Explore the material:
- a) In the article on China's interest rates, what was the inflation rate in the United States in June?
- b) Continue the article on China's interest rates from where it stops.

Unlike US and Europe, China can keep its economy steady without rushing into lower interest rates
- Flat CPI inflation is a mark of the Chinese government’s success in navigating the energy crisis, keeping core inflation pressures contained
- Beijing should maintain policy stability for interest rates and the renminbi, and let fiscal reflation take the strain of economic recovery
If anything, zero per cent price inflation is a mark of China’s success in navigating the energy crisis, keeping core inflation pressures well contained and staying competitive.
As the economy bounces back from last year’s tough Covid-19 restrictions, growth could even surprise on the upside this year, leaving the People’s Bank of China reasonable scope to keep interest rates steady for the rest of 2023.
In fact, on a relative basis, China has an enviable track record when it comes to growth and inflation performance compared with some of its major international competitors, especially in the G7 economies. China’s inflation rate may be undershooting Beijing’s 3 per cent CPI target, but it still has a better relative growth record with no chance of recession.
Contrast this with the United States and Europe, whose central banks have struggled to contain near double-digit inflation, forcing interest rates sharply higher, and raising recession fears in the process. In the US, inflation has fallen from last year’s peak of 9.1 per cent down to 3 per cent in June, but the spectre of recession lingers.
In Europe, euro area growth prospects have been dented by a dip into technical recession after two successive quarters of output falls, with inflation still stuck at 5.5 per cent in June after hitting a 10.6 per cent peak in October last year. The European Central Bank still has a score to settle with inflation, leaving more rate rises on the cards later this year.

Source information:
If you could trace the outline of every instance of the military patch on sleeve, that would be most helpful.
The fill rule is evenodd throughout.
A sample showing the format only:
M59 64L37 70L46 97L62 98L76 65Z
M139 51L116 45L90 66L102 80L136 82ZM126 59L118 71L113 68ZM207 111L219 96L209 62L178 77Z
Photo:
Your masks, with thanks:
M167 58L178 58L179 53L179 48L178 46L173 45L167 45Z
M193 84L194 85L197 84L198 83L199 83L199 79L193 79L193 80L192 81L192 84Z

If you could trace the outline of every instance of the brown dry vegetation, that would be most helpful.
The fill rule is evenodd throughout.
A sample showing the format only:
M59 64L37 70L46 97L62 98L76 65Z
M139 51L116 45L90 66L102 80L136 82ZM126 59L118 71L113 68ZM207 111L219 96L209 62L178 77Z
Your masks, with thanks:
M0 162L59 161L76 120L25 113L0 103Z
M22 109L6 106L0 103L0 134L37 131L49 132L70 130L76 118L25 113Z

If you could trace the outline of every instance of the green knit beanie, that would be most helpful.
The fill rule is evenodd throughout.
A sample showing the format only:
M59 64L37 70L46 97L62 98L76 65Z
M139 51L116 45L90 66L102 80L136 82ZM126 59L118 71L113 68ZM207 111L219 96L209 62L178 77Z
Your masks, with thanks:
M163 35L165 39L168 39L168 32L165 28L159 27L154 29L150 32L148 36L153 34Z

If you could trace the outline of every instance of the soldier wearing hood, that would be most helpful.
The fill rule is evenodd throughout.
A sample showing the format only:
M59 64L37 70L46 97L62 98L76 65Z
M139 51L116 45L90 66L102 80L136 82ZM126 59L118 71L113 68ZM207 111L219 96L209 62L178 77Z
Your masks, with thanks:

Task-by-task outputs:
- a) 3 percent

- b)
But this is nothing like the stagflation nightmare that the United Kingdom faces right now, with headline inflation stubbornly stuck at 8.7 per cent in May while underlying core inflation was still rising to 7.1 per cent, its highest level since March 1992. The Bank of England is sabre-rattling for even tougher monetary policy, causing UK mortgage rates to rise to their highest level in 15 years.
It’s tough on UK consumers, bad news for the housing market and even more ominous for economic growth prospects in the coming months. The UK cost of living crisis is a disaster in the making.
By comparison, the options facing Beijing’s economic policymakers seem like a cakewalk. The key is not to get drawn into a rush for lower interest rates. Deflation in China is less a proxy for weak growth than a signal that global prices are generally starting to stabilise.
The key message for Beijing is to maintain policy stability for interest rates and the currency, and let fiscal reflation take the strain of economic recovery going forwards.